## GOALS
- 1) In the article on Macron's victory, reproduce the portion between "The French election" and "patriotism and globalisation.", inclusive, replacing "patriotism" with "nationalism".
- 2) Carry on the article about Macron's victory and populism, picking up after its final sentence.

## GIVEN PASSAGE
Why Macron’s Victory Is a Triumph for Disillusionment and Populism

With Marine Le Pen and Geert Wilders defeated, it is easy to believe that Western liberal democracy has triumphed over the short-lived populist wave of Brexit and Trump. Fresh-faced, media-savvy, and with a huge fan base, Emmanuel Macron has become President of France with a two-thirds majority. But as President by Default rather than President by Popular Choice, this sweeping victory for En Marche! over Front Nationale is not the end of Europe’s struggle against populism.

One thing is now certain – the feared domino effect of Brexit has not happened. Outstria and Quitaly were defeated in December 2016. Nexit was halted in March 2017, and finally the spectre of EU Revoir has been exorcised. For now. In five years it will return, and with more force. Because Emmanuel Macron’s victory does not represent the victory over establishment liberalism but rather the reproduction of the same forces which birthed the recent wave of popular apathy and hostility to a transnational elite that is distinct from, but inevitably symbolised by, the scapegoat of the EU.

The French election saw the same forces observed in Britain, the Netherlands, Austria, Germany, and Italy in the past twelve months, a struggle between seemingly incompatible forces which Marine Le Pen summarised as a choice between patriotism and globalisation.

The European Union’s challenges fall into two categories: structural and spontaneous. Spontaneous crises come and go. And the EU is remarkably resilient, surviving every external and internal spontaneous problem since the Franco-Dutch refusal of a European Constitution in 2005. But these crises are only surface concerns. Structural problems are of far greater significance.

## RECORDS SUPPLIED
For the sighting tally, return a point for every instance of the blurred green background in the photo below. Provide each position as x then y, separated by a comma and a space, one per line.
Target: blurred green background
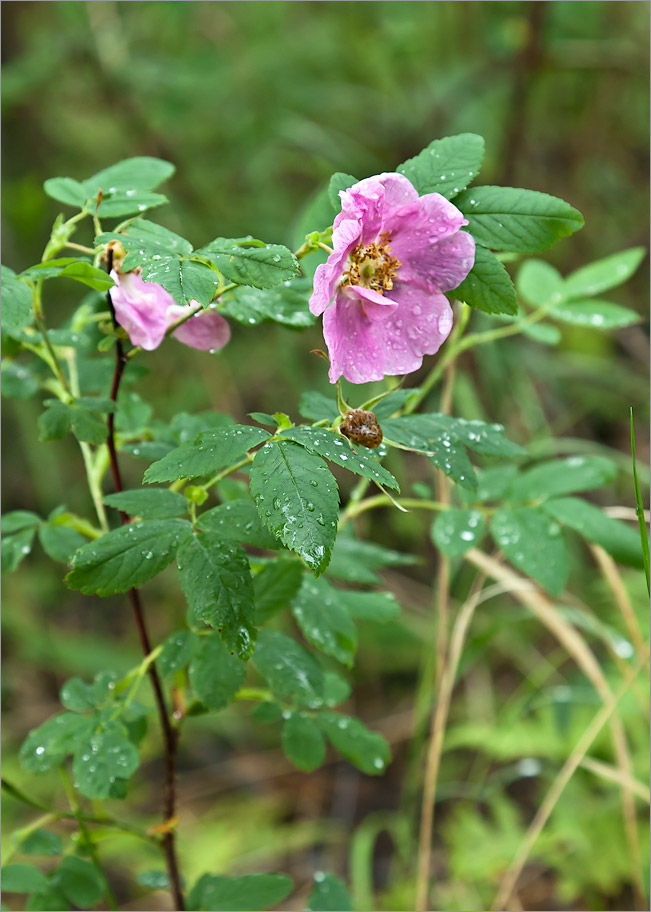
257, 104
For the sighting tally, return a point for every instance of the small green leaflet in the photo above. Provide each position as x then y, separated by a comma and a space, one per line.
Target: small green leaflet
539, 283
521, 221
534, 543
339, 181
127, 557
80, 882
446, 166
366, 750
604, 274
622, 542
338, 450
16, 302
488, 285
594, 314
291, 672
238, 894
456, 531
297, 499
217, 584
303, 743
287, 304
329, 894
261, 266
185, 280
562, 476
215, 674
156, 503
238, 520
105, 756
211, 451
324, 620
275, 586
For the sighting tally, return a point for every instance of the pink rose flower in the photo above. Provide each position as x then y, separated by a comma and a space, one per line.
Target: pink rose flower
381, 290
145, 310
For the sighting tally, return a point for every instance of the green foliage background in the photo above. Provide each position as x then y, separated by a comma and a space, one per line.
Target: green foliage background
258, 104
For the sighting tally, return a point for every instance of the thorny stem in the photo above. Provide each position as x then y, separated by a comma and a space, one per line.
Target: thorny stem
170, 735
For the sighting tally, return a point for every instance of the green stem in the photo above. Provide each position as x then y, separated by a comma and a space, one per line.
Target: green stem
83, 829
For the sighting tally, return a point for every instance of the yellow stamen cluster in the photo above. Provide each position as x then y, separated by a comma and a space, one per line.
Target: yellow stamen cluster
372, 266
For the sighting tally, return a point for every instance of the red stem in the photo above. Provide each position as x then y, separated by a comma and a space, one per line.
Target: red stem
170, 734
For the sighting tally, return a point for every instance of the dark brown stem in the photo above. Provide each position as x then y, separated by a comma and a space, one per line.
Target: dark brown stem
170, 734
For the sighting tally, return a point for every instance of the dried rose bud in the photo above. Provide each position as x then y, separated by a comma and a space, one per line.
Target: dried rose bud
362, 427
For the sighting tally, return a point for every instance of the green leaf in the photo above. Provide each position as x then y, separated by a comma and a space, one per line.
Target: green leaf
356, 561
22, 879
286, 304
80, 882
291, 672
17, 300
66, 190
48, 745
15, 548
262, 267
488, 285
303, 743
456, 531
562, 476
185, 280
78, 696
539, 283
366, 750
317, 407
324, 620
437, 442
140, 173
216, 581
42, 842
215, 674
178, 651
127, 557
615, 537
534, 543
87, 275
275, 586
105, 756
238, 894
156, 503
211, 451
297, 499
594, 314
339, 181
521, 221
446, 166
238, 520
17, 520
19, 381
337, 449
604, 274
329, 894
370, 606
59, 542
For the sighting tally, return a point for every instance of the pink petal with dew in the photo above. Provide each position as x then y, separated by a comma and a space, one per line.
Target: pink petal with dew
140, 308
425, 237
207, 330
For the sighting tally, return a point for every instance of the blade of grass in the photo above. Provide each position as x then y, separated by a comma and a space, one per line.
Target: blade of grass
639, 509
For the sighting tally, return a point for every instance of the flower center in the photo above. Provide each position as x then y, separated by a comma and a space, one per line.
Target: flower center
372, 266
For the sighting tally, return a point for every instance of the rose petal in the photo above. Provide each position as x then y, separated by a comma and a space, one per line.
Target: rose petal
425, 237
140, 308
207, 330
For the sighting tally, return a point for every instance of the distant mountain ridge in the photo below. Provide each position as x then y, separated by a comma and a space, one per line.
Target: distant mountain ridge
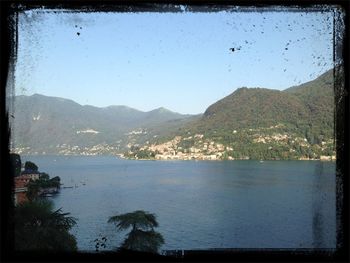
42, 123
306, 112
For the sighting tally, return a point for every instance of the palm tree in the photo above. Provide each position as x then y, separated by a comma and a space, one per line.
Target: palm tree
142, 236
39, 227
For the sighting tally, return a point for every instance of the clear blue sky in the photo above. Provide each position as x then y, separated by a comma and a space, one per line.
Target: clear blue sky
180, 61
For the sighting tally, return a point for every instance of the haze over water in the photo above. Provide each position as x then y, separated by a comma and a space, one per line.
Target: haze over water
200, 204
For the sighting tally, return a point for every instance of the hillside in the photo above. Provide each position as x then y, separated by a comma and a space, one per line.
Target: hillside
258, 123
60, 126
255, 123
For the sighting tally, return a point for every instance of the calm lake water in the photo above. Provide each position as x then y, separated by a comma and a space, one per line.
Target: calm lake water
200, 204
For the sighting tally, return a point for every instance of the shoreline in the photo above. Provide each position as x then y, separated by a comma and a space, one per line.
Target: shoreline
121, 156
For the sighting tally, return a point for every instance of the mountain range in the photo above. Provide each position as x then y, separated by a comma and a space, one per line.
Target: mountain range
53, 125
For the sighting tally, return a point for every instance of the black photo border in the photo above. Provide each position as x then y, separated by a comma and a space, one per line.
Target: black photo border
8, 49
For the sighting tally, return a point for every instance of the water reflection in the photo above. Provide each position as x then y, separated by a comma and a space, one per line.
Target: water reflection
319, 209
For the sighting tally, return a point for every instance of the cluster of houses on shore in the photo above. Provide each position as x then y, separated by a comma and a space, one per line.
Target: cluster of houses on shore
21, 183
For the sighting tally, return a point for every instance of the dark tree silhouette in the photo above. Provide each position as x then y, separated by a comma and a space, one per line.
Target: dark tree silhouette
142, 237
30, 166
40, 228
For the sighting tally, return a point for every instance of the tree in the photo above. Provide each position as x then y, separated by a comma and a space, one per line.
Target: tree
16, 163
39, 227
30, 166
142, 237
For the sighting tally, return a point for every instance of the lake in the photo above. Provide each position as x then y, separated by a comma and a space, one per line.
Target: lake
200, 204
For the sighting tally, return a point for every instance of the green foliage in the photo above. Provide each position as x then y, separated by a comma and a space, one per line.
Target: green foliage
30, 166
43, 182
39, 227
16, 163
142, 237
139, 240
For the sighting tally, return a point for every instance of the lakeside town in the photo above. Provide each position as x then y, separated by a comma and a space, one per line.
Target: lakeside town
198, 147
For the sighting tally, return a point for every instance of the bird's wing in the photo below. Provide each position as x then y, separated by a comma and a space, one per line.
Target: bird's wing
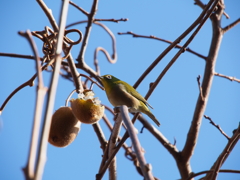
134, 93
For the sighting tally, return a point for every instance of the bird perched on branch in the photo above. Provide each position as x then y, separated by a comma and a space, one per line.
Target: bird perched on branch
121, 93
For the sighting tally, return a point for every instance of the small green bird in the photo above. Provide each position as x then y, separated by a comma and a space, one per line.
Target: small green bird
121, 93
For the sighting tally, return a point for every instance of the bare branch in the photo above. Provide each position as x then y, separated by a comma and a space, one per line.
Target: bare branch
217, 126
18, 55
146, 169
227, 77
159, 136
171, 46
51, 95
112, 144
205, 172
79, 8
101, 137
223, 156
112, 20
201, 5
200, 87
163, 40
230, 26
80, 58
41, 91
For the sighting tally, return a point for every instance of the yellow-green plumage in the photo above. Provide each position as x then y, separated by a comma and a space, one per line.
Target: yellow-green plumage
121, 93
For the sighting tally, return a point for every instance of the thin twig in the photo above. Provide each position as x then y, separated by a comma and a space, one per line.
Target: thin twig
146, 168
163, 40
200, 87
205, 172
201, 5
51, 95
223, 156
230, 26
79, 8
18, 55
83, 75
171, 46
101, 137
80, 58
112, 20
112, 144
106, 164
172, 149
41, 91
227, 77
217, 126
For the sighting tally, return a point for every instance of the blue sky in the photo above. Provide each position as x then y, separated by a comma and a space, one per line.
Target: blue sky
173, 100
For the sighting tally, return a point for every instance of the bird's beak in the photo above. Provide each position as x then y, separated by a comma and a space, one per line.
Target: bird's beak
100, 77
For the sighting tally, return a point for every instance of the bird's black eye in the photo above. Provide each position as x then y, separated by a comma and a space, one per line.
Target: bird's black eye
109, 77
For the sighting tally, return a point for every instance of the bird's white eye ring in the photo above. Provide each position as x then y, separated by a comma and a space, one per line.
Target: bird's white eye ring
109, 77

## THE RESULTS
- 1)
The French election saw the same forces observed in Britain, the Netherlands, Austria, Germany, and Italy in the past twelve months, a struggle between seemingly incompatible forces which Marine Le Pen summarised as a choice between nationalism and globalisation.

- 2)
Macron is well aware of this. One of his campaign pledges was to reform the EU, and with the passion and drive of a popular politician behind it, a genuine drive for reform just might happen. A counter-argument to this is that the EU has still not affected reform after Brexit. If secession did not trigger reform, what is the likelihood that an election will trigger the process? A Macron victory could kickstart reform, but equally it could lull the EU into a false sense of security and blind the EU to the urgency of reforming the Union’s patchwork structure and myriad problems.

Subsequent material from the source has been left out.